**Exercise task:** Collect each line of the records below that contains the string "person". Treat uppercase and lowercase as different.

[Dataset records]

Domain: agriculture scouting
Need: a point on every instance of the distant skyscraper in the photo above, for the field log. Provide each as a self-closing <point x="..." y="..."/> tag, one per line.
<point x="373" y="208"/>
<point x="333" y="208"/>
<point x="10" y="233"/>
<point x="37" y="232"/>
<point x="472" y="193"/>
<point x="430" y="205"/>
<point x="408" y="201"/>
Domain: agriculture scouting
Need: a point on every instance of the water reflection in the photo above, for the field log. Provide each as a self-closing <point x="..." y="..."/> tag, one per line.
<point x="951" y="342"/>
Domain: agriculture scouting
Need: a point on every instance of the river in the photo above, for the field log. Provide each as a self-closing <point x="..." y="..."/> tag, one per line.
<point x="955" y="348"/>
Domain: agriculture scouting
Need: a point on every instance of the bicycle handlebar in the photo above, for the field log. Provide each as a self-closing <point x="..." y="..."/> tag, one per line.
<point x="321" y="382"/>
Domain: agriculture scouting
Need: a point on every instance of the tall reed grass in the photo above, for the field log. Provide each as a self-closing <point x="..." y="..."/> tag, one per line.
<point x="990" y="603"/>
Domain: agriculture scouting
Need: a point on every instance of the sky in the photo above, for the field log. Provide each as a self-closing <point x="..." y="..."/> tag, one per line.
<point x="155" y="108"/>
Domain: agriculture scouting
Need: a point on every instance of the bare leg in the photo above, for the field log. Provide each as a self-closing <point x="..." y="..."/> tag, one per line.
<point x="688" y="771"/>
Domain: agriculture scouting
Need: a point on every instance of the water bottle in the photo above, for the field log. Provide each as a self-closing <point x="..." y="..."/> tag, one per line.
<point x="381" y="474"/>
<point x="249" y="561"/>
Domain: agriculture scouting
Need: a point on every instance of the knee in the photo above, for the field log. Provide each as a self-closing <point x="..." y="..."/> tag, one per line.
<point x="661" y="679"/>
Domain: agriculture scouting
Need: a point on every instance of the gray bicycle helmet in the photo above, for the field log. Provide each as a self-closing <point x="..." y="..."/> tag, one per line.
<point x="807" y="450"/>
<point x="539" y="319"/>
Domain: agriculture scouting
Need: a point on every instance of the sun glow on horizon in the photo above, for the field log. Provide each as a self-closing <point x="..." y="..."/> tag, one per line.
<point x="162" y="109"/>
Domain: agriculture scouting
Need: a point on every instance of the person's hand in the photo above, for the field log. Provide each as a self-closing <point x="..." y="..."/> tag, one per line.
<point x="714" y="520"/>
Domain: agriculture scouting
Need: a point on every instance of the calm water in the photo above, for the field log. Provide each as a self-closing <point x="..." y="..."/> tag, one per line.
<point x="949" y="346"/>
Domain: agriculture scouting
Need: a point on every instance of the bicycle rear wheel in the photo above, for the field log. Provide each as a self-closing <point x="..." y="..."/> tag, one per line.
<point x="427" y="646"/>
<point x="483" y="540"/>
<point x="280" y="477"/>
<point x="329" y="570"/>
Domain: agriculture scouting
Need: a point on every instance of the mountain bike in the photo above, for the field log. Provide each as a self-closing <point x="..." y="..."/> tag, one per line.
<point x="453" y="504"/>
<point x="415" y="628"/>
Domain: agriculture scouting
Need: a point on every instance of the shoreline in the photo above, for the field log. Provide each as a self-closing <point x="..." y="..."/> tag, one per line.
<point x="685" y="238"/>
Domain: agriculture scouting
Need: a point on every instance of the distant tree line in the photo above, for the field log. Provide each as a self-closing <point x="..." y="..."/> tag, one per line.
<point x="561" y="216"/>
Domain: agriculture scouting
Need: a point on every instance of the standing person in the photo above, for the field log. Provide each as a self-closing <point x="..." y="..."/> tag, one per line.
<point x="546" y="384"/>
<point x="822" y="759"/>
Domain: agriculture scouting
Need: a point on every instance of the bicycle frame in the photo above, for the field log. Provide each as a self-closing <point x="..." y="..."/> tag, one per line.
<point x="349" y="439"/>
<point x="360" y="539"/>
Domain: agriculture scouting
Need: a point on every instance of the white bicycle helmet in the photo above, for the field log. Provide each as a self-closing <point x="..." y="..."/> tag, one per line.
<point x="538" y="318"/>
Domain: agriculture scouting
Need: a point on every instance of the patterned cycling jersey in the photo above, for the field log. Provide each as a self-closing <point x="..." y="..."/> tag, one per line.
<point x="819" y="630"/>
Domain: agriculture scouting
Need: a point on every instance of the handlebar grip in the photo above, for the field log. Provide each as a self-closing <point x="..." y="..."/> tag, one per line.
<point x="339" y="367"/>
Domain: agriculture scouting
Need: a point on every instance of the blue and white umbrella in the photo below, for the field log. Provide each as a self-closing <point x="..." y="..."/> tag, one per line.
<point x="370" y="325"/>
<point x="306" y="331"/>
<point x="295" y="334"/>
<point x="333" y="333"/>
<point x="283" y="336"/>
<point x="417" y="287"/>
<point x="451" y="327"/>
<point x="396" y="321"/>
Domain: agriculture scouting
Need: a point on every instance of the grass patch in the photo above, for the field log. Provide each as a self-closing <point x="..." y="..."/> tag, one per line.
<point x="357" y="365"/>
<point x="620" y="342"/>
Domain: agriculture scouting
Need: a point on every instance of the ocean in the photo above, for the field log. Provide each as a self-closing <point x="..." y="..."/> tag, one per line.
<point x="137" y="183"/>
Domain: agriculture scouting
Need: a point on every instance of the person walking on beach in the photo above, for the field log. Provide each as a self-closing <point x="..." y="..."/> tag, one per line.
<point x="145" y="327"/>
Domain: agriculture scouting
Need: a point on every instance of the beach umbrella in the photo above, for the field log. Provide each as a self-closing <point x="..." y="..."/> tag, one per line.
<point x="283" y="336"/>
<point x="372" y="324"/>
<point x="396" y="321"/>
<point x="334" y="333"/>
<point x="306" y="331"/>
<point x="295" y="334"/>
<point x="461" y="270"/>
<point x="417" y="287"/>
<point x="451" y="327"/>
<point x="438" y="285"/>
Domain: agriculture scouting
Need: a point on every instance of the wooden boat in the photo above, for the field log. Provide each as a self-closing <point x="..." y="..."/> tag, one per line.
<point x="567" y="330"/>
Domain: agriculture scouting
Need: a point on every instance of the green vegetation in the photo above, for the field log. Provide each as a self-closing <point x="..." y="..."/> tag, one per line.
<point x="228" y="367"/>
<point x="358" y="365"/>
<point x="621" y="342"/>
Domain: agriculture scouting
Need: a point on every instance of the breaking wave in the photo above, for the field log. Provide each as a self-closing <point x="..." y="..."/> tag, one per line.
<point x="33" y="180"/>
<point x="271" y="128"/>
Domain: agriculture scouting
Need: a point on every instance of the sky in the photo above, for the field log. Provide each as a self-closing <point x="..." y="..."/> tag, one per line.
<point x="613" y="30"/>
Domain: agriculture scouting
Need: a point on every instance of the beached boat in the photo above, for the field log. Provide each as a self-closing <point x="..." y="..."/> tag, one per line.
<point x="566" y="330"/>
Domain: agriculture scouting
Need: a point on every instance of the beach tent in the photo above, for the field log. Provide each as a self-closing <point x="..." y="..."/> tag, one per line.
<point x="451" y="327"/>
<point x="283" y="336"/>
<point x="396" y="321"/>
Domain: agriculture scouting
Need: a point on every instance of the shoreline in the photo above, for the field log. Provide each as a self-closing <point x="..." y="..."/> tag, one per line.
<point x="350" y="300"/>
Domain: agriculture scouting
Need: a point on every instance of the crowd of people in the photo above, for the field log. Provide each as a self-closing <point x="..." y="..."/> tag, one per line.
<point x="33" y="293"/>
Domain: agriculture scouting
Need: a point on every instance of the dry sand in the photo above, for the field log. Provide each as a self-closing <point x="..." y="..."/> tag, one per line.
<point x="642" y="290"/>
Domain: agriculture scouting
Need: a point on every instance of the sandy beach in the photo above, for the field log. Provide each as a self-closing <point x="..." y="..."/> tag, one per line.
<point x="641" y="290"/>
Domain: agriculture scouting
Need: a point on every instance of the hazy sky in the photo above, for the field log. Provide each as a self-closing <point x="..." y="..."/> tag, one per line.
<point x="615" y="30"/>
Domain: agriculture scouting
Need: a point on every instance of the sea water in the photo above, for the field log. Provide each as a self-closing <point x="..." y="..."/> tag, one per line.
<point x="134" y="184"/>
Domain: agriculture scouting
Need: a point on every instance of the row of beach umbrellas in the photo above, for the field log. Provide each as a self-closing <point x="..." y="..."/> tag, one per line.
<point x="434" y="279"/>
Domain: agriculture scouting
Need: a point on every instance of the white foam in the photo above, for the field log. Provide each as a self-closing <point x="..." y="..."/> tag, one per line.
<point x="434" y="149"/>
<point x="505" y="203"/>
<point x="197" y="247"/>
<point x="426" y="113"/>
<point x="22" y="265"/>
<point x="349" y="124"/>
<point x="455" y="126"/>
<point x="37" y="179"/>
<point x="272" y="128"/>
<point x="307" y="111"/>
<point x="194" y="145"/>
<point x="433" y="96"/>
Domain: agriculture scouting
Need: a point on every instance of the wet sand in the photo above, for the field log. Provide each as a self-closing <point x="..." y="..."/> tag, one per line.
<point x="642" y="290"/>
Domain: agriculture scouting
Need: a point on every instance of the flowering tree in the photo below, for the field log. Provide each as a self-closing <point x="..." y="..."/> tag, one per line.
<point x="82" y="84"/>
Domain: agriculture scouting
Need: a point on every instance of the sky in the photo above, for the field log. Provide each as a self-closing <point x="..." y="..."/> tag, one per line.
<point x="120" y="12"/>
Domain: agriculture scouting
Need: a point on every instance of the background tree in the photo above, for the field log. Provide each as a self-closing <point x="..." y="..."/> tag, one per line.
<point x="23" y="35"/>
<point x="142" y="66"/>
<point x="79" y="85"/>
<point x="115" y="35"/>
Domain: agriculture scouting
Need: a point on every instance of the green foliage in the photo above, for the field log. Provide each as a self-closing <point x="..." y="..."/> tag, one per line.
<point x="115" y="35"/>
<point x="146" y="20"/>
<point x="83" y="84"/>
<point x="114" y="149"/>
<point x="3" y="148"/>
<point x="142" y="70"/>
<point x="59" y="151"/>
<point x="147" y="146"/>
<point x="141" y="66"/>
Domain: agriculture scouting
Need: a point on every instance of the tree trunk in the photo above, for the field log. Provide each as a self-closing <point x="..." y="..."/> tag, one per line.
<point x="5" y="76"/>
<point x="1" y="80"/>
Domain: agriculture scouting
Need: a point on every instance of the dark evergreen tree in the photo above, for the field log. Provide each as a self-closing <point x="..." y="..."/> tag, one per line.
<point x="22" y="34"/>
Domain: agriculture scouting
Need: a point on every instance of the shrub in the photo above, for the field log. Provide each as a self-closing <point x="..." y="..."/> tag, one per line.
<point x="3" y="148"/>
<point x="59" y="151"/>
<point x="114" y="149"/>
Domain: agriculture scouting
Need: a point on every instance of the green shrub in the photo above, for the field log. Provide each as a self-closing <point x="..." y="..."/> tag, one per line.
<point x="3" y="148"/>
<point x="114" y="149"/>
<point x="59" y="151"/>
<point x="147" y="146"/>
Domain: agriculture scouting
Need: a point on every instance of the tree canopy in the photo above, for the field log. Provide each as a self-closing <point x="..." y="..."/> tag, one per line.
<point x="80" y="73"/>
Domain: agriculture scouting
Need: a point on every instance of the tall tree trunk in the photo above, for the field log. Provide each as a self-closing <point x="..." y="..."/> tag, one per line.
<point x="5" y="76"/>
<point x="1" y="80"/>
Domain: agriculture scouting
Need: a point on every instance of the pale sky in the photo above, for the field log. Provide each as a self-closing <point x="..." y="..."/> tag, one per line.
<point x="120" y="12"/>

**Expected answer:**
Need: a point on every instance of the person's hand in the photo above, for the field log. Provide each as a self-closing <point x="..." y="..."/> tag, one per line.
Need: a point on every instance of the standing person in the photo above, for the field log. Provide each as a self-closing <point x="..." y="..."/> tag, one per line.
Need: a point on every instance of the person walking on beach in the photo above, for the field log. Provide each as a self-closing <point x="..." y="..."/> tag, one per line.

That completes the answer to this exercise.